## WORKING DATA
** begin **

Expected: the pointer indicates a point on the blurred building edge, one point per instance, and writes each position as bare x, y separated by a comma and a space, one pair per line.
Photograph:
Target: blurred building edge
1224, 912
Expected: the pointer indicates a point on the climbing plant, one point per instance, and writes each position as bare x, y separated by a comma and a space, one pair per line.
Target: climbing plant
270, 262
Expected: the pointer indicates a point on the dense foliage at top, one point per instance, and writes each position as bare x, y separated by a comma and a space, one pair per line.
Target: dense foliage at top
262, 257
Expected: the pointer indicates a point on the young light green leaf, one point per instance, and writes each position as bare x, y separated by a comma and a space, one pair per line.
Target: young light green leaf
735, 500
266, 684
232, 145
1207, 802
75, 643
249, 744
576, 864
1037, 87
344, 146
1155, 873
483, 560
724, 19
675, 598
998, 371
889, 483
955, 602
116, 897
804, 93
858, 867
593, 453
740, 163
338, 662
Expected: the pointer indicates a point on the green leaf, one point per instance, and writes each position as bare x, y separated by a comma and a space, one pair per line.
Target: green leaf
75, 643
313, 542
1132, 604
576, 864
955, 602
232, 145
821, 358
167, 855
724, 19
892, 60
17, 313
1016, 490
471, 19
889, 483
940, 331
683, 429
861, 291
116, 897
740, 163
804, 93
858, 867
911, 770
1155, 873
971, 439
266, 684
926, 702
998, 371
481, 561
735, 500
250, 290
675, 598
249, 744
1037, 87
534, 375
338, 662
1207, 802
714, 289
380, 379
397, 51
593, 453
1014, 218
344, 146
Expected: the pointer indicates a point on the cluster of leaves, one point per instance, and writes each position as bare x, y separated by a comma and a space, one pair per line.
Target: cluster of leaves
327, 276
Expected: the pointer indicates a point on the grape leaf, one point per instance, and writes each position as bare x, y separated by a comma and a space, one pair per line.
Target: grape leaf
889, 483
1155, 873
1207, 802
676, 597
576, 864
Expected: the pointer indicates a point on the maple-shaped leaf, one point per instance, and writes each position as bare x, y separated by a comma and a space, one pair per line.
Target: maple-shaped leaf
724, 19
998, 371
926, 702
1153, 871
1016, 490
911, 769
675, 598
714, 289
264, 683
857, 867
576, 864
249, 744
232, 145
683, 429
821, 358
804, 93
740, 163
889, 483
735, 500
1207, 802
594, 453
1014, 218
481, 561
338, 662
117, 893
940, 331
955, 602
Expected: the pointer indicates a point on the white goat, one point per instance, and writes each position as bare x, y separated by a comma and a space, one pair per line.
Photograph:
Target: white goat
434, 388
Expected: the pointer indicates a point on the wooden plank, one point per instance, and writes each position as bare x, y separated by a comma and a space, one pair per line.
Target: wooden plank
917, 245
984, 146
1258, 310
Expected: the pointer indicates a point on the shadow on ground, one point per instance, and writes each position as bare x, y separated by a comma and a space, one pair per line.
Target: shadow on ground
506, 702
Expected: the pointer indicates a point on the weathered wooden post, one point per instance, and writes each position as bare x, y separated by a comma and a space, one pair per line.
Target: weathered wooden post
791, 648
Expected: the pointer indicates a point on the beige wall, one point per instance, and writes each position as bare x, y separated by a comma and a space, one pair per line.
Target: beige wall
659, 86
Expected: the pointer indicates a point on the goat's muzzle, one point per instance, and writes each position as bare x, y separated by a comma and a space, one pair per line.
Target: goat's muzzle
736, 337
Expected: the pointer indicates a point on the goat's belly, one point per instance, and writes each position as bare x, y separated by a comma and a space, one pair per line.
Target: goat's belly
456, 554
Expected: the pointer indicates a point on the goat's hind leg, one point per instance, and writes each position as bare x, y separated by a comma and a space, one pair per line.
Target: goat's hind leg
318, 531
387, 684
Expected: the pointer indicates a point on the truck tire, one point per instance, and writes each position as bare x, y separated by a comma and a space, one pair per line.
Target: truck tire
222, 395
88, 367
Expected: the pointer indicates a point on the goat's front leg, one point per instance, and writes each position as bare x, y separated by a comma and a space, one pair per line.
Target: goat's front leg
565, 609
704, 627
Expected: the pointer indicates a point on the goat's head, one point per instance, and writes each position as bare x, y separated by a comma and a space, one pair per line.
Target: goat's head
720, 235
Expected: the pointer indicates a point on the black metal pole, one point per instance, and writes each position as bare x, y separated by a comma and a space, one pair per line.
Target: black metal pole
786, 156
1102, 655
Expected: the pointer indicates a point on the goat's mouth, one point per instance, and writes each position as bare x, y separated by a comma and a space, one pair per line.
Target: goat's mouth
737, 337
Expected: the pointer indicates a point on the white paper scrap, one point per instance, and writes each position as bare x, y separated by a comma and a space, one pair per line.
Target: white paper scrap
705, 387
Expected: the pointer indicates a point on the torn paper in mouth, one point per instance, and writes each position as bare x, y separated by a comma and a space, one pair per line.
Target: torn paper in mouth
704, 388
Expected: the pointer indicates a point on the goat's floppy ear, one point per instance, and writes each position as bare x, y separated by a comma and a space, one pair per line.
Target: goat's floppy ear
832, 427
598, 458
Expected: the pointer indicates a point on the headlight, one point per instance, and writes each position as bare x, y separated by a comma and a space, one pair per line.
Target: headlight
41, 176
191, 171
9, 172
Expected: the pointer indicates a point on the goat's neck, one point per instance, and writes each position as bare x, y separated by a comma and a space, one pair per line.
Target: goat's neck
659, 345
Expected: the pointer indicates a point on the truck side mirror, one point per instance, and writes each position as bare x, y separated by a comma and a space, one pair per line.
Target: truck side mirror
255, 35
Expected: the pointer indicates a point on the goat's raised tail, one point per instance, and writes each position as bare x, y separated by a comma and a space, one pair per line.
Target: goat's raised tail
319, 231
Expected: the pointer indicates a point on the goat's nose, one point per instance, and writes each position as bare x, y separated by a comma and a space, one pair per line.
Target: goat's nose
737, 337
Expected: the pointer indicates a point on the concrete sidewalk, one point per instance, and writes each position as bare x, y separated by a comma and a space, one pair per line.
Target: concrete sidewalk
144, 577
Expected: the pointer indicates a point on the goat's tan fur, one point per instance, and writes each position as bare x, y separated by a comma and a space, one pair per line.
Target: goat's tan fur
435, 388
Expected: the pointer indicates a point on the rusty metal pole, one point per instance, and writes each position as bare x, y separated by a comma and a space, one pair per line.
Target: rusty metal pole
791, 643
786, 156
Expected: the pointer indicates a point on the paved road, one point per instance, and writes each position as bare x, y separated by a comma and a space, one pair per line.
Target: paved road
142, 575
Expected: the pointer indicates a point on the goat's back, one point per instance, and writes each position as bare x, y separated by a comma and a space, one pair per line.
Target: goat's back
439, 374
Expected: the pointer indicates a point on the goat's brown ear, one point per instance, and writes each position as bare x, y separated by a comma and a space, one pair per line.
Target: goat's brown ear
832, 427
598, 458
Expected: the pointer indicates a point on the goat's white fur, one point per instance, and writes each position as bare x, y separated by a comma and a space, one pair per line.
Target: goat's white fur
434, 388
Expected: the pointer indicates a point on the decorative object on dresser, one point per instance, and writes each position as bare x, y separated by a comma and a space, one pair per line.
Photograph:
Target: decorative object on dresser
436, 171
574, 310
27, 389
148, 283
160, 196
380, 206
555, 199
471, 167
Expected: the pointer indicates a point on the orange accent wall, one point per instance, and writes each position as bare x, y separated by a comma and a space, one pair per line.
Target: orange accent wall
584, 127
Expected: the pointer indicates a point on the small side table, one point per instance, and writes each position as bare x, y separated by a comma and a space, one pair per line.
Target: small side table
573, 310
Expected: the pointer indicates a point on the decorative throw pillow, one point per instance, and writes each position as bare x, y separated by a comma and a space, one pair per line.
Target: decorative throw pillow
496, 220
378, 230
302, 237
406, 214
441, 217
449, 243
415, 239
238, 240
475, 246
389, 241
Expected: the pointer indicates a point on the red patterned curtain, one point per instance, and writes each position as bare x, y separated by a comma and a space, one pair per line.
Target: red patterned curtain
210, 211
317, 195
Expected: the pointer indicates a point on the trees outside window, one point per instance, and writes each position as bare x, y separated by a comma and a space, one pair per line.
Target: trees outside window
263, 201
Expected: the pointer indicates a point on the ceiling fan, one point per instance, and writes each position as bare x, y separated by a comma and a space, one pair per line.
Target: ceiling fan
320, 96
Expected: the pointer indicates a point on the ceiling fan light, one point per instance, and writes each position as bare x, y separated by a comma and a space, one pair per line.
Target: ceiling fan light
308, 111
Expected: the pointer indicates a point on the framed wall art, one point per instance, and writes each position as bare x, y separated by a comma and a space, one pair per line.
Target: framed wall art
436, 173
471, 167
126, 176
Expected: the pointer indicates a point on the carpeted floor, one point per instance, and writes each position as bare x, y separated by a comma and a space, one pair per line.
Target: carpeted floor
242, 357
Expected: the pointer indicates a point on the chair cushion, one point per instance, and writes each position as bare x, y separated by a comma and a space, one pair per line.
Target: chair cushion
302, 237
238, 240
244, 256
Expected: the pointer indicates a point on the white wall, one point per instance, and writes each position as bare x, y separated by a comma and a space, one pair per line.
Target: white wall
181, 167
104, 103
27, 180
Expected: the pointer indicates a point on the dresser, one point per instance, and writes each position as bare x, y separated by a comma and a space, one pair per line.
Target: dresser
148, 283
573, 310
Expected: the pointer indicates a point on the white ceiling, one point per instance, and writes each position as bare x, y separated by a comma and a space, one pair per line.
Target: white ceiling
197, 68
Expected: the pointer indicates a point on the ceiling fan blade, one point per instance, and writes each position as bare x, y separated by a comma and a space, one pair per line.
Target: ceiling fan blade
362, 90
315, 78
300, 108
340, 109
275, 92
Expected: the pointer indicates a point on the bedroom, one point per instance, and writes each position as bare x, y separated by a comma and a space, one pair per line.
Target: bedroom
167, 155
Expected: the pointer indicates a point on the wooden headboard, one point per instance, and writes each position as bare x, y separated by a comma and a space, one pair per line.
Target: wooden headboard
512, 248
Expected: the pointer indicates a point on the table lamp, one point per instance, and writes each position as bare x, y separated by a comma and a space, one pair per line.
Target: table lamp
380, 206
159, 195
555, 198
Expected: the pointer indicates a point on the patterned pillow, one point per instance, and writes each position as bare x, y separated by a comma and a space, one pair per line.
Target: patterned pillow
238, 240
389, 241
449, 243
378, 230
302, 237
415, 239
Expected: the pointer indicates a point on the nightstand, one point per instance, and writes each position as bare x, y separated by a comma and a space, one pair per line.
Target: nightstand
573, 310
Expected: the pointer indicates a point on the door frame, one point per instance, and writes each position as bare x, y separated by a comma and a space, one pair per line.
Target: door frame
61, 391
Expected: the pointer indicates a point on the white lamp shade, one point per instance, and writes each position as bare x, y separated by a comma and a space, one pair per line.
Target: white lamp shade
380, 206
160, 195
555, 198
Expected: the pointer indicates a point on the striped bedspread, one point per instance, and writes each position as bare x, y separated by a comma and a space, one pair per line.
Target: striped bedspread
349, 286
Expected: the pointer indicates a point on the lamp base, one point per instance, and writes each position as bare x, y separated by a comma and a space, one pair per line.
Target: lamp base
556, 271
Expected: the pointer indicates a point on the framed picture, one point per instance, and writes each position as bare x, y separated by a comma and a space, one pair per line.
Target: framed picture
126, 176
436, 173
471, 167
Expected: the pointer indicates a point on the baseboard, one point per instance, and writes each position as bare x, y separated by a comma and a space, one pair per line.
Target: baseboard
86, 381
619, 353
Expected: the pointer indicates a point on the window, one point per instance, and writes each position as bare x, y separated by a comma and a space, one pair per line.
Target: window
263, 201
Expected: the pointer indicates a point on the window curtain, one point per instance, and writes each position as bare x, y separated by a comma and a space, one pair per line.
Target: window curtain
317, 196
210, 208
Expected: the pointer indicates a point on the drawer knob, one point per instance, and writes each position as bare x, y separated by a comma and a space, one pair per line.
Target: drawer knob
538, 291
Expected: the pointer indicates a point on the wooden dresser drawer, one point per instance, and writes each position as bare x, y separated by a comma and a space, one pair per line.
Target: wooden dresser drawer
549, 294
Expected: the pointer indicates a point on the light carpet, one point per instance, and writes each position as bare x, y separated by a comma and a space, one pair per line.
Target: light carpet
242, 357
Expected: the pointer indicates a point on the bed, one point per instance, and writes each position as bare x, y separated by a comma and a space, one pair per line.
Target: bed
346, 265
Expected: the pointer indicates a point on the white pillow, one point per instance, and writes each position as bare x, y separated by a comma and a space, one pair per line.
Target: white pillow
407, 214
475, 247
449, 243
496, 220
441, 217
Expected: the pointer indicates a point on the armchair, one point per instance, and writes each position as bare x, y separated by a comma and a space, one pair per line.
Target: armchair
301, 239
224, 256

** end **

## GOAL OF THE EXERCISE
Give back exactly the lines that run from the line with "Expected: the pointer indicates a point on the white pillow, one" through the close of the material, counting both ends, and nothing more.

## RESULT
Expected: the pointer indicates a point on the white pillow, one point per instance, and writes each position as bare x, y separated by a comma and a space, one pair per line.
Target: white pillow
407, 214
475, 247
449, 243
496, 220
441, 217
Expected: the pointer indicates a point on the armchair, one point per instance, and writes each position as bare x, y separated by a comma and a space, one pair per line.
Target: armchair
301, 239
224, 256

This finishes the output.